**Given task 1**
Transcribe the film summary about Holidays in full, word for word.

--- start of Selected text ---

Holidays is a 2016 American horror anthology film of subversive short horror films, each inspired by a different celebration. The directors include Kevin Smith, Gary Shore, Adam Egypt Mortimer, Scott Stewart, Nicholas McCarthy, Dennis Widmyer and Kevin Kolsch, Sarah Adina Smith, and Anthony Scott Burns.

The film had its world premiere at the Tribeca Film Festival on April 14, 2016. It was then released on video on demand on April 15, 2016, prior to a limited release on April 22, 2016, by Vertical Entertainment.

Segments

Valentine's Day
 Written and directed by Kevin Kölsch and Dennis Widmyer 
 Starring Madeleine Coghlan, Savannah Kennick, Rick Peters, Britain Simons

Maxine is picked on by Heidi in the gym and nearly drowns after being pushed off the diving board by her. She is then rescued by her kindhearted coach, Coach Rockwell, whom she has a crush on. Rockwell is suffering from a heart condition and needs a transplant, and cannot do much about Heidi's bullying of Maxine because she organized a fundraiser for him. After Heidi makes fun of Maxine for her crush on Rockwell and mocking her for not being able to do anything for his ailment, Rockwell leaves a Valentine's letter in her locker to console her. Maxine finds it and becomes euphoric. She then stalks Heidi and chases her to a creek where she hits her in the face with a brick and kills her with a box cutter. Later that night, Rockwell is preparing to go out with his wife when he hears the doorbell. Upon answering the door, he is horrified by the appearance of Maxine holding Heidi's ripped-out heart as a Valentines gift for him.

--- end of Selected text ---

**Given task 2**
From the entries below, gather every line that contains the string "person" and copy each one in full.

--- start of Provided entries ---

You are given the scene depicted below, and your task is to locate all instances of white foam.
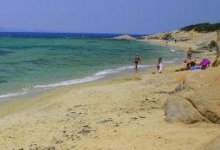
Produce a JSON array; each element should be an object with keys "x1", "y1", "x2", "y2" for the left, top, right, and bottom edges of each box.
[
  {"x1": 34, "y1": 76, "x2": 104, "y2": 88},
  {"x1": 0, "y1": 65, "x2": 155, "y2": 99},
  {"x1": 0, "y1": 89, "x2": 28, "y2": 99}
]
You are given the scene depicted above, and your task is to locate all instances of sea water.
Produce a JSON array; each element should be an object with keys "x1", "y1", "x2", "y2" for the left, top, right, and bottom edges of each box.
[{"x1": 0, "y1": 33, "x2": 183, "y2": 100}]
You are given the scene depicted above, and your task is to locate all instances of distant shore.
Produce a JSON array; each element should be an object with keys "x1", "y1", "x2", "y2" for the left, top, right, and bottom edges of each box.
[{"x1": 0, "y1": 29, "x2": 220, "y2": 150}]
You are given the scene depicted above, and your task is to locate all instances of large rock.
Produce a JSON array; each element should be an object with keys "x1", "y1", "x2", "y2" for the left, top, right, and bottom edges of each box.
[
  {"x1": 165, "y1": 68, "x2": 220, "y2": 124},
  {"x1": 165, "y1": 96, "x2": 205, "y2": 123},
  {"x1": 201, "y1": 136, "x2": 220, "y2": 150}
]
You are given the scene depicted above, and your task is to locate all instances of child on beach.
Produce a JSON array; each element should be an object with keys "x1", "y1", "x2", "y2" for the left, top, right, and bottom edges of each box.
[
  {"x1": 157, "y1": 57, "x2": 163, "y2": 73},
  {"x1": 134, "y1": 54, "x2": 141, "y2": 72},
  {"x1": 187, "y1": 47, "x2": 193, "y2": 59}
]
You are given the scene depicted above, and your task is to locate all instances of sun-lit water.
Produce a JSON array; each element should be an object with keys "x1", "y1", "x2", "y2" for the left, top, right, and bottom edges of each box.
[{"x1": 0, "y1": 33, "x2": 182, "y2": 98}]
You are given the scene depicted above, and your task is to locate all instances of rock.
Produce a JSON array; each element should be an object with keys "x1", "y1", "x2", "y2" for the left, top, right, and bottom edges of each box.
[
  {"x1": 201, "y1": 136, "x2": 220, "y2": 150},
  {"x1": 164, "y1": 96, "x2": 205, "y2": 123},
  {"x1": 113, "y1": 35, "x2": 136, "y2": 40},
  {"x1": 165, "y1": 68, "x2": 220, "y2": 124}
]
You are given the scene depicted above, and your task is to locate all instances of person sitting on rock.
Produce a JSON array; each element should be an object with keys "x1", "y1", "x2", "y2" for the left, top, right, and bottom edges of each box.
[{"x1": 200, "y1": 58, "x2": 211, "y2": 70}]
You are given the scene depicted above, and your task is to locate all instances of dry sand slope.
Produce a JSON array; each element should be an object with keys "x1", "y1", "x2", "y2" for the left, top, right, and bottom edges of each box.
[{"x1": 0, "y1": 69, "x2": 220, "y2": 150}]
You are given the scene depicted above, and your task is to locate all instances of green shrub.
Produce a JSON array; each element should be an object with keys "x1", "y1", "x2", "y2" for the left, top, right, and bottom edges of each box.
[{"x1": 208, "y1": 40, "x2": 217, "y2": 49}]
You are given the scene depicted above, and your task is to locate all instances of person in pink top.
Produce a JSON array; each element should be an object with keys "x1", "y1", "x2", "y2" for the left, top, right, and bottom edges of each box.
[
  {"x1": 200, "y1": 58, "x2": 211, "y2": 70},
  {"x1": 157, "y1": 57, "x2": 163, "y2": 73}
]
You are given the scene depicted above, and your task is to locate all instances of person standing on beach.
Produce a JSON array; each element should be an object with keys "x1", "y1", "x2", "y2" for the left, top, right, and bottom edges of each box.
[
  {"x1": 187, "y1": 47, "x2": 193, "y2": 60},
  {"x1": 157, "y1": 57, "x2": 163, "y2": 73},
  {"x1": 134, "y1": 54, "x2": 141, "y2": 72}
]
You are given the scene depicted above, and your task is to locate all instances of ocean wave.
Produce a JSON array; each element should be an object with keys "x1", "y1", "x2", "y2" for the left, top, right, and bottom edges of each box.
[{"x1": 0, "y1": 63, "x2": 169, "y2": 100}]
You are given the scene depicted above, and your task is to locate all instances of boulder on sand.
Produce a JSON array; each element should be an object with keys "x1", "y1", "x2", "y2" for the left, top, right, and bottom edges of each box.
[
  {"x1": 165, "y1": 68, "x2": 220, "y2": 124},
  {"x1": 165, "y1": 96, "x2": 205, "y2": 123},
  {"x1": 201, "y1": 136, "x2": 220, "y2": 150}
]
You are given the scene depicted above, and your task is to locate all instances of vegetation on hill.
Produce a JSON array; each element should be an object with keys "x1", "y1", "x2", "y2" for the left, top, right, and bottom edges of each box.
[{"x1": 180, "y1": 23, "x2": 220, "y2": 32}]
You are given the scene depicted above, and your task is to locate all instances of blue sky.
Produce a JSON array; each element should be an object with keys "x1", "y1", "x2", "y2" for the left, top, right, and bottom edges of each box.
[{"x1": 0, "y1": 0, "x2": 220, "y2": 34}]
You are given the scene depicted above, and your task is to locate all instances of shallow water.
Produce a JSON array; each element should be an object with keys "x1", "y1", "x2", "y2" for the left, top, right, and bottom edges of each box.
[{"x1": 0, "y1": 33, "x2": 183, "y2": 99}]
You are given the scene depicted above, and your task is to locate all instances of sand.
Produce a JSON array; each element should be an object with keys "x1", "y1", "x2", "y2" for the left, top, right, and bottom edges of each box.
[
  {"x1": 0, "y1": 68, "x2": 220, "y2": 150},
  {"x1": 0, "y1": 29, "x2": 220, "y2": 150}
]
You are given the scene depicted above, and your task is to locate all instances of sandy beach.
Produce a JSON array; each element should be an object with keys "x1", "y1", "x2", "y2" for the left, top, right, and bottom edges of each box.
[
  {"x1": 0, "y1": 29, "x2": 220, "y2": 150},
  {"x1": 0, "y1": 63, "x2": 220, "y2": 150}
]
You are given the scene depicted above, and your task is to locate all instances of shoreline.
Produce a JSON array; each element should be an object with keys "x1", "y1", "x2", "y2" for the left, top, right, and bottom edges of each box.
[{"x1": 0, "y1": 34, "x2": 220, "y2": 150}]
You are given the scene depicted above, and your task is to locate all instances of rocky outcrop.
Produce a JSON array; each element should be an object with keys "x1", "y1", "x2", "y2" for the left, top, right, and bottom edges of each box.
[
  {"x1": 165, "y1": 96, "x2": 205, "y2": 123},
  {"x1": 113, "y1": 35, "x2": 136, "y2": 40},
  {"x1": 201, "y1": 136, "x2": 220, "y2": 150},
  {"x1": 164, "y1": 68, "x2": 220, "y2": 124}
]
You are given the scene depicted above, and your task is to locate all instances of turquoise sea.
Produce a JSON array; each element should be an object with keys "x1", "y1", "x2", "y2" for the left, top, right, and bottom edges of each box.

--- end of Provided entries ---

**Worked answer 1**
Holidays is a 2016 American horror anthology film of subversive short horror films, each inspired by a different celebration. The directors include Kevin Smith, Gary Shore, Adam Egypt Mortimer, Scott Stewart, Nicholas McCarthy, Dennis Widmyer and Kevin Kolsch, Sarah Adina Smith, and Anthony Scott Burns.

The film had its world premiere at the Tribeca Film Festival on April 14, 2016. It was then released on video on demand on April 15, 2016, prior to a limited release on April 22, 2016, by Vertical Entertainment.

Segments

Valentine's Day
 Written and directed by Kevin Kölsch and Dennis Widmyer 
 Starring Madeleine Coghlan, Savannah Kennick, Rick Peters, Britain Simons

Maxine is picked on by Heidi in the gym and nearly drowns after being pushed off the diving board by her. She is then rescued by her kindhearted coach, Coach Rockwell, whom she has a crush on. Rockwell is suffering from a heart condition and needs a transplant, and cannot do much about Heidi's bullying of Maxine because she organized a fundraiser for him. After Heidi makes fun of Maxine for her crush on Rockwell and mocking her for not being able to do anything for his ailment, Rockwell leaves a Valentine's letter in her locker to console her. Maxine finds it and becomes euphoric. She then stalks Heidi and chases her to a creek where she hits her in the face with a brick and kills her with a box cutter. Later that night, Rockwell is preparing to go out with his wife when he hears the doorbell. Upon answering the door, he is horrified by the appearance of Maxine holding Heidi's ripped-out heart as a Valentines gift for him.

**Worked answer 2**
You are given the scene depicted above, and your task is to locate all instances of person sitting on rock.
You are given the scene depicted above, and your task is to locate all instances of person in pink top.
You are given the scene depicted above, and your task is to locate all instances of person standing on beach.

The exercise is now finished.